DATA FOR THIS EXERCISE:

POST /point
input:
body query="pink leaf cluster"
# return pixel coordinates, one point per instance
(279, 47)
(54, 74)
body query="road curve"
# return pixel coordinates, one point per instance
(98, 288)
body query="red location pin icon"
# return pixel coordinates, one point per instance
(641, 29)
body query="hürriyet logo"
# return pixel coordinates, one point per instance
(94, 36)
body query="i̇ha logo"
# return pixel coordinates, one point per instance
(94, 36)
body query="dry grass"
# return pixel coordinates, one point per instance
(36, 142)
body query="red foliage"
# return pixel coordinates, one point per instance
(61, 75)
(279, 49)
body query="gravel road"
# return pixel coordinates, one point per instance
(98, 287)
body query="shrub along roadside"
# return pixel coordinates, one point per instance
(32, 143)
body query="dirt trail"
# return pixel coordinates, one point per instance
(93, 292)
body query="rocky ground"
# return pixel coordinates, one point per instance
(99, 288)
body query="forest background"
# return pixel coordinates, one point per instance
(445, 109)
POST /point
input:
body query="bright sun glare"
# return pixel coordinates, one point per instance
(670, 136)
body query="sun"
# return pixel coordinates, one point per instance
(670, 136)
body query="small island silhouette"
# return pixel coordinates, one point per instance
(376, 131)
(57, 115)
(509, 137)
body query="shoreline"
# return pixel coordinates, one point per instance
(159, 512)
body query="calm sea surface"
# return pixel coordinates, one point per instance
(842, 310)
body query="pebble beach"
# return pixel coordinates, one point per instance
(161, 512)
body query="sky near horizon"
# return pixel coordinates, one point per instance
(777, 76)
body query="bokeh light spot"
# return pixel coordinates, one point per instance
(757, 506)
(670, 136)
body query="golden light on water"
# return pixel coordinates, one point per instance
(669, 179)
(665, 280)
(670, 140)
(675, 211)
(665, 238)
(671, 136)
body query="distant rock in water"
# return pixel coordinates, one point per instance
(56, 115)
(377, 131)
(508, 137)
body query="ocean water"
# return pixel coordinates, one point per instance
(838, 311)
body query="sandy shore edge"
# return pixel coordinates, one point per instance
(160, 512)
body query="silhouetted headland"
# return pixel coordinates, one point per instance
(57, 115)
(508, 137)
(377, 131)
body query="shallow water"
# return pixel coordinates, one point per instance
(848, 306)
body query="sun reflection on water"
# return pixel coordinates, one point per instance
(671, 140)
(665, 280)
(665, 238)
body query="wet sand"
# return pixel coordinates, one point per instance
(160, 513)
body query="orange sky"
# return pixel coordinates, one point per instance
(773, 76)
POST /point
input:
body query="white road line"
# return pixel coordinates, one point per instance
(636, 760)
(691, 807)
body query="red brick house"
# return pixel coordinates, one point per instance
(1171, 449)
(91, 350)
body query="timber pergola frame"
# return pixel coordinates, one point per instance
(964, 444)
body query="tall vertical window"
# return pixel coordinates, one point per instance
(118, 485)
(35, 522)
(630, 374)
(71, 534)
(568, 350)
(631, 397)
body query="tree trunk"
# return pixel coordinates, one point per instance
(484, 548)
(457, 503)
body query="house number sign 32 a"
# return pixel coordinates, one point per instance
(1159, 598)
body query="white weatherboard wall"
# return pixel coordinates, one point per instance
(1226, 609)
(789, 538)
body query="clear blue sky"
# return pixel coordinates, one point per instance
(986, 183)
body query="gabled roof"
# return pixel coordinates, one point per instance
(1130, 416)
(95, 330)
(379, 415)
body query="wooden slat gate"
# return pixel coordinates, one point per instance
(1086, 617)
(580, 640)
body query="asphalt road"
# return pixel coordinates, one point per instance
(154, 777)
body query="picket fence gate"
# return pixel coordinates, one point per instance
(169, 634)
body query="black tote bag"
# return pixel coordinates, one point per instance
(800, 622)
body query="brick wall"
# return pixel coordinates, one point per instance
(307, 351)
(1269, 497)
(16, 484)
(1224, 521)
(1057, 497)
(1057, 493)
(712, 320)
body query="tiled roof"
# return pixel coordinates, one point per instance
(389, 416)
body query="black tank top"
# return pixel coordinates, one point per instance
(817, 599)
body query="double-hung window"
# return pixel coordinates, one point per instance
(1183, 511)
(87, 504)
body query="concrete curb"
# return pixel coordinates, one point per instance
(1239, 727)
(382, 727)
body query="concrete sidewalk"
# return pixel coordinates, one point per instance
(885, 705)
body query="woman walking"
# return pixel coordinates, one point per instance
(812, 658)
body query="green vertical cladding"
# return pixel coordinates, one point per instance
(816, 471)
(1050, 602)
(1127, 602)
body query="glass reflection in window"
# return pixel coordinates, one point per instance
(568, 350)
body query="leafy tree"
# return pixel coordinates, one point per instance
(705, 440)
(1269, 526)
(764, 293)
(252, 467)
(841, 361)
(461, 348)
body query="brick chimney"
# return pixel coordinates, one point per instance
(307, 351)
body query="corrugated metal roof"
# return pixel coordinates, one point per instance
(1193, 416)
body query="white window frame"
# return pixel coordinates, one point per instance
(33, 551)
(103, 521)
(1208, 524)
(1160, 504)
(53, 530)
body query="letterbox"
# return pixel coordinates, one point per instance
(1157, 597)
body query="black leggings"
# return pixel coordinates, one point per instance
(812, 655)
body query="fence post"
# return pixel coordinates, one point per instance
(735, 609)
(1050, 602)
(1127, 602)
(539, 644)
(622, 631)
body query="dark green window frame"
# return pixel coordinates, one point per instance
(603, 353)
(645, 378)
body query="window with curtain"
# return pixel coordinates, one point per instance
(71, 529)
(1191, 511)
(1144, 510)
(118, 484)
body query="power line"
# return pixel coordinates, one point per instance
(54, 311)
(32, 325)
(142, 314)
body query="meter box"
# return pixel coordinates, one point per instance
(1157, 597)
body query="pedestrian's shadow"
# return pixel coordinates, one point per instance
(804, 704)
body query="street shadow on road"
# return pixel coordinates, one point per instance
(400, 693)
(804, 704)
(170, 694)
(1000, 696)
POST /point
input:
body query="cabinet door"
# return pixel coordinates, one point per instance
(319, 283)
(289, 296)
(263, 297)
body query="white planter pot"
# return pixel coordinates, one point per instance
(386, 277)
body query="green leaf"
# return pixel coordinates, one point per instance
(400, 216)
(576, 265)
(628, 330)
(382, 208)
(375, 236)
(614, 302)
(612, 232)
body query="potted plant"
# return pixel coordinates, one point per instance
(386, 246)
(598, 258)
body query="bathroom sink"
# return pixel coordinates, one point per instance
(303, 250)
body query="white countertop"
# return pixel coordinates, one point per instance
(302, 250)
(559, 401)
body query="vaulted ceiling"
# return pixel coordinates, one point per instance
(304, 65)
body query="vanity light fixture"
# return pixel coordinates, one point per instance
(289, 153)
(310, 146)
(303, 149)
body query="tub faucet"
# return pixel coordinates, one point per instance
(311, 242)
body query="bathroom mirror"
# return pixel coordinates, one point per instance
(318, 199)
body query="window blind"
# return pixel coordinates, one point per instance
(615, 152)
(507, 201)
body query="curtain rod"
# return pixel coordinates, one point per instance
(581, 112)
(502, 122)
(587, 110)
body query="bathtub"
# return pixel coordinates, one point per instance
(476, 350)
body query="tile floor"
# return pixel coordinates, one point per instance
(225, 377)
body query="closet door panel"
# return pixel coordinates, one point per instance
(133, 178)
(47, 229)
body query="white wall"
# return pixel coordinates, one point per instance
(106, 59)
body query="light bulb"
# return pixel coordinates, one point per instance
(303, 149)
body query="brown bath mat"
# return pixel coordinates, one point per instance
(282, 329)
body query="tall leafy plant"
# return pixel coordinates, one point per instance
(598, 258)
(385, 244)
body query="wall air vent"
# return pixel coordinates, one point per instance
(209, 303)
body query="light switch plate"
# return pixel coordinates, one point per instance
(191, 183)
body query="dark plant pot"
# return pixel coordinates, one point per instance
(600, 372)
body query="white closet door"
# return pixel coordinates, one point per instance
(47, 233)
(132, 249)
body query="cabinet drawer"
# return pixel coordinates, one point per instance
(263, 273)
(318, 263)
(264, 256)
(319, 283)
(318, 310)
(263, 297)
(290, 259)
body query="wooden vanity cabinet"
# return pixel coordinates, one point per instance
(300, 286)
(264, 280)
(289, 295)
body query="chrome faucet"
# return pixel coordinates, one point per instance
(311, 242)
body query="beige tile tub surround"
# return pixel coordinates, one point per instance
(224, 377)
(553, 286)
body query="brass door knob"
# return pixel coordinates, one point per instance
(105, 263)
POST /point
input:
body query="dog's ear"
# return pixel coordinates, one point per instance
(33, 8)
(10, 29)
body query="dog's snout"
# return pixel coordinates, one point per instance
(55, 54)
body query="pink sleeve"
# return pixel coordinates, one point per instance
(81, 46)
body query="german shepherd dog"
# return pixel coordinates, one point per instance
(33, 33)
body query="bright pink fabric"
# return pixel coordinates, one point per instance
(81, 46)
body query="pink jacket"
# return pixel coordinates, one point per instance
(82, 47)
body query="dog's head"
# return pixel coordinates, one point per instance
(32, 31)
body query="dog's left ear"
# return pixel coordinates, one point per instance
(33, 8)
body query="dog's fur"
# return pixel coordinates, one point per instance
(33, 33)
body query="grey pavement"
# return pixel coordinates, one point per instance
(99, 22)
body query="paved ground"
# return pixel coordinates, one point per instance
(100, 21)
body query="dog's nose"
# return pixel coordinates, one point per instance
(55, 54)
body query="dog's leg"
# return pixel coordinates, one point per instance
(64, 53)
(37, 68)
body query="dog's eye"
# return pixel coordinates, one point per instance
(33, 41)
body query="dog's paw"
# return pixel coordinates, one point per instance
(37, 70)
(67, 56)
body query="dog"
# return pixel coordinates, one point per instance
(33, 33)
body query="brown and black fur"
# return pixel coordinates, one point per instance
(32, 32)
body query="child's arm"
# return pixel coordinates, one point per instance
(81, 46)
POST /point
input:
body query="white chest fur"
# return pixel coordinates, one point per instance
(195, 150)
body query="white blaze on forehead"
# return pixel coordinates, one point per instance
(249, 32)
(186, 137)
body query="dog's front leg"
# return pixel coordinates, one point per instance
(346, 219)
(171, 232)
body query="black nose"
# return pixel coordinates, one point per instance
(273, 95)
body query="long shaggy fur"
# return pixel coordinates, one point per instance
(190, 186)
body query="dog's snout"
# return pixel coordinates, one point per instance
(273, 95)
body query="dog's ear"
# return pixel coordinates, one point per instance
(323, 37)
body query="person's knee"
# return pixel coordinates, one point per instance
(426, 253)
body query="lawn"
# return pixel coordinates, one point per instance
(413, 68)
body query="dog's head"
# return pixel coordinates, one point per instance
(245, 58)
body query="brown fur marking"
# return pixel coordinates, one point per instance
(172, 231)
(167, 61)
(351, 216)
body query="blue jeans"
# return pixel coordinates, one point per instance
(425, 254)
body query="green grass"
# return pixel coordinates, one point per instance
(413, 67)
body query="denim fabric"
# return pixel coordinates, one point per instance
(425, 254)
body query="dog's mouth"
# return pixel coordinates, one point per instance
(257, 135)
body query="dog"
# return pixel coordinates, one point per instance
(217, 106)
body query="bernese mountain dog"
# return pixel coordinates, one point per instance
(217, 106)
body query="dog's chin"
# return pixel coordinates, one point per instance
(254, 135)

WHAT YOU WILL DO: Go through the entries above, and wherever a line holds the word "house", copy that line.

THE COMPLETED TASK:
body query="red brick house"
body query="house number sign 32 a"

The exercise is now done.